--- Start Provided information ---
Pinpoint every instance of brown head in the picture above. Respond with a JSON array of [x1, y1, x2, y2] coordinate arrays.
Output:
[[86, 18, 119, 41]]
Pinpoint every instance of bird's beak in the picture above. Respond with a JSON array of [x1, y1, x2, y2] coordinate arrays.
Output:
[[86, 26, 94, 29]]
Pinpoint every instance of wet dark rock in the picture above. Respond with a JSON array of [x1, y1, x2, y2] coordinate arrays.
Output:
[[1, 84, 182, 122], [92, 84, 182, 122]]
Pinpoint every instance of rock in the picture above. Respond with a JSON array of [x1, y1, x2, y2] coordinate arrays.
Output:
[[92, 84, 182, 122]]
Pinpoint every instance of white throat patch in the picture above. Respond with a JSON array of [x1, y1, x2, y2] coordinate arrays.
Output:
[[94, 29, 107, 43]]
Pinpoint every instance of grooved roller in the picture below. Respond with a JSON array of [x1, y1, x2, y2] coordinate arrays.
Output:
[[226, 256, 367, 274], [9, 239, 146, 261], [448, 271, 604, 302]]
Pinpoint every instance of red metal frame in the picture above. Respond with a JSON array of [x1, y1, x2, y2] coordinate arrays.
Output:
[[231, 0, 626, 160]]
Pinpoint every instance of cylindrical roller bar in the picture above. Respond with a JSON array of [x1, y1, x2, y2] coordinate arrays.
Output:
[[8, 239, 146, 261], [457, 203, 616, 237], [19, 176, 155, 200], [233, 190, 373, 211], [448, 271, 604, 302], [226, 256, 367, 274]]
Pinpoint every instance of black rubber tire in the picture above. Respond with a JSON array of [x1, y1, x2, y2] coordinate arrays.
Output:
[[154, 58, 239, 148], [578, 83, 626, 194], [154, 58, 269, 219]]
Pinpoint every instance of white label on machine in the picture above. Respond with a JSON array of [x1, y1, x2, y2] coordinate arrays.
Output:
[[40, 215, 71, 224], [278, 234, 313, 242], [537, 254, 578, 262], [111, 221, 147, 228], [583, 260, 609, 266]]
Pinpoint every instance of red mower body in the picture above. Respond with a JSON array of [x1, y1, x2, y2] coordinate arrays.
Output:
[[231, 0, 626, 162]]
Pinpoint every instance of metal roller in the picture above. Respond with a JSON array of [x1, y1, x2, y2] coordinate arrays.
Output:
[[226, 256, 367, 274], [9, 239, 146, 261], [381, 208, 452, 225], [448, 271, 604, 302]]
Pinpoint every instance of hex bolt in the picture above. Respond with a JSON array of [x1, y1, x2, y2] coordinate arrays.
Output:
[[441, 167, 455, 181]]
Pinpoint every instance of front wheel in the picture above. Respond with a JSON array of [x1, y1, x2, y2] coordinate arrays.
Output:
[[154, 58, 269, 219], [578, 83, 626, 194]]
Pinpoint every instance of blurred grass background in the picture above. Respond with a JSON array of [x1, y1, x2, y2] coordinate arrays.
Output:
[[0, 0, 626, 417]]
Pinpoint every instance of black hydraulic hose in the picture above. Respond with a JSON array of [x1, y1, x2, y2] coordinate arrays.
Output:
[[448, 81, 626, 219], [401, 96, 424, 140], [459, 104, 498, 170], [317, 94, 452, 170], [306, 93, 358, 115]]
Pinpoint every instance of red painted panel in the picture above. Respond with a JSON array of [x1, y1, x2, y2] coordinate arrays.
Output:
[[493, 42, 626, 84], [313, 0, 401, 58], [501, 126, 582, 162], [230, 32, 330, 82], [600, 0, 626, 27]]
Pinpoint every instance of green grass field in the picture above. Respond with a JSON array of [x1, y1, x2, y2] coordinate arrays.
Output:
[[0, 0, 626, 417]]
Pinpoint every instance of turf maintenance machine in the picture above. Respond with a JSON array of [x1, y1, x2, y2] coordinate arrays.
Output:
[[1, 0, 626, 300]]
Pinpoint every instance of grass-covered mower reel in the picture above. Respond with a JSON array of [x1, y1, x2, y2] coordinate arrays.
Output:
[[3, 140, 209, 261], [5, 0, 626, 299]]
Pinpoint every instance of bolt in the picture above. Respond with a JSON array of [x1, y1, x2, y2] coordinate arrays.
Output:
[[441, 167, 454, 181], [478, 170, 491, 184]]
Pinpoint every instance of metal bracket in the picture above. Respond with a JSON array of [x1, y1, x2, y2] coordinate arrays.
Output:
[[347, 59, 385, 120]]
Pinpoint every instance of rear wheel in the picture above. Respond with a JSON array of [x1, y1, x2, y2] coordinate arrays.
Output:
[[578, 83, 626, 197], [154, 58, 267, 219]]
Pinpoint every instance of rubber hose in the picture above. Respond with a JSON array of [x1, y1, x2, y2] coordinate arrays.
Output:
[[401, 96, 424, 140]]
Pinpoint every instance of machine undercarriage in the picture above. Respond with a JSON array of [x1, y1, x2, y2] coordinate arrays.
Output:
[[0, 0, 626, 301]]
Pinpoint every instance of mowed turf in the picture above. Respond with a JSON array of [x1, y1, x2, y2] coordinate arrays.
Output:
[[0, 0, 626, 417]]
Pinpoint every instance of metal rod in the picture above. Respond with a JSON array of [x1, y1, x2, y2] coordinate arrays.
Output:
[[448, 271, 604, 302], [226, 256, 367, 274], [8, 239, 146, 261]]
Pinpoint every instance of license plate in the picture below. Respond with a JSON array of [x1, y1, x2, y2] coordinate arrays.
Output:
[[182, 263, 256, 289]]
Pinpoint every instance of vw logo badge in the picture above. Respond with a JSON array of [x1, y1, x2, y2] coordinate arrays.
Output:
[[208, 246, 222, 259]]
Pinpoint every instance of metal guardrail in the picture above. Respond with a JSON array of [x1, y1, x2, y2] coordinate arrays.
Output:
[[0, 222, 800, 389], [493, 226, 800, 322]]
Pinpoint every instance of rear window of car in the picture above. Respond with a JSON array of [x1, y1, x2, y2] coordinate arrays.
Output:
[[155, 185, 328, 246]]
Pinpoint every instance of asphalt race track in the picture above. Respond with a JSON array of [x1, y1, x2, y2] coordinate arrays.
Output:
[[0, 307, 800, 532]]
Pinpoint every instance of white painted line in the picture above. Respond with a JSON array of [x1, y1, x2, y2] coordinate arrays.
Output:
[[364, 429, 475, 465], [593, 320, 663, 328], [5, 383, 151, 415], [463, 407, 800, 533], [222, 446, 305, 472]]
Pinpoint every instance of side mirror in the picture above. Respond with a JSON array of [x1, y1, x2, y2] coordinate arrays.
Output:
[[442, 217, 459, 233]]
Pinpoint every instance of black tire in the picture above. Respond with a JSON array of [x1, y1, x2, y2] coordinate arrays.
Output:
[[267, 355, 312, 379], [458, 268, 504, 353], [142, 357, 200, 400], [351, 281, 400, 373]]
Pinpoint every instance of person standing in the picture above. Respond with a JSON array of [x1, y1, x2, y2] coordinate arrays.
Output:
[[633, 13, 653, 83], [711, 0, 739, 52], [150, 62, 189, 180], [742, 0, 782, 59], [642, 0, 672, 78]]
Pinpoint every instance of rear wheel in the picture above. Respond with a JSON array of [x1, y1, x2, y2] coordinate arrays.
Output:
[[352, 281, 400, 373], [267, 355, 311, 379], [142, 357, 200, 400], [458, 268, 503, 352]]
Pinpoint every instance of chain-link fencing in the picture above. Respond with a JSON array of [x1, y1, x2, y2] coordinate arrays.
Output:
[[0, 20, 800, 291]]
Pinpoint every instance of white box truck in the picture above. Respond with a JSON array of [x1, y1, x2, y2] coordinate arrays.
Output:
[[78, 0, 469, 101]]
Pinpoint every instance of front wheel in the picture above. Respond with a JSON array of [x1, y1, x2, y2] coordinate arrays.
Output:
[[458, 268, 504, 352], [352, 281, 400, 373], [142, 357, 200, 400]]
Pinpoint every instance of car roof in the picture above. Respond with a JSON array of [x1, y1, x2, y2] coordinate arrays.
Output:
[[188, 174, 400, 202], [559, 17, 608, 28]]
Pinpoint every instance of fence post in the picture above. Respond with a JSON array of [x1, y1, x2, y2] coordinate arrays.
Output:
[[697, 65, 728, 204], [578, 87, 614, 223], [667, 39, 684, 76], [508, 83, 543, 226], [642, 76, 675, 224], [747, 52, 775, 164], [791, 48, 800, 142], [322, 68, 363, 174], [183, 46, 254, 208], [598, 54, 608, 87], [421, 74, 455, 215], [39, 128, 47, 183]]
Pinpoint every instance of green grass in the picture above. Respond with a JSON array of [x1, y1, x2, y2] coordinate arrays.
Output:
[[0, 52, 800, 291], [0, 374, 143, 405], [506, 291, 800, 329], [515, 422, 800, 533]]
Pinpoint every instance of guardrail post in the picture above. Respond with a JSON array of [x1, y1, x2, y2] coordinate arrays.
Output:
--- End Provided information ---
Short exercise: Please rewrite every line from the line with "Pinpoint every instance of vw" up to and including the line with "[[155, 185, 328, 246]]", multiplying each coordinate in the answers by 0.3 and rounding it to a whole number, with halves rounded up. Leave everything else unchanged and give only those lines.

Expected output:
Pinpoint every instance of vw logo badge in the picture above. Respond with a JSON array of [x1, y1, x2, y2] coordinate arrays.
Output:
[[62, 74, 67, 78]]
Pinpoint every instance of metal guardrail in the picture above. Respond with a JSON array of [x1, y1, x2, y2] coordinate arrays.
Output:
[[0, 67, 240, 117], [148, 68, 240, 97]]
Pinpoint every instance of rear window of car in the picture above. Respond with a JSON array of [x1, y1, x2, y2] coordinate arrays.
Output:
[[47, 56, 98, 74]]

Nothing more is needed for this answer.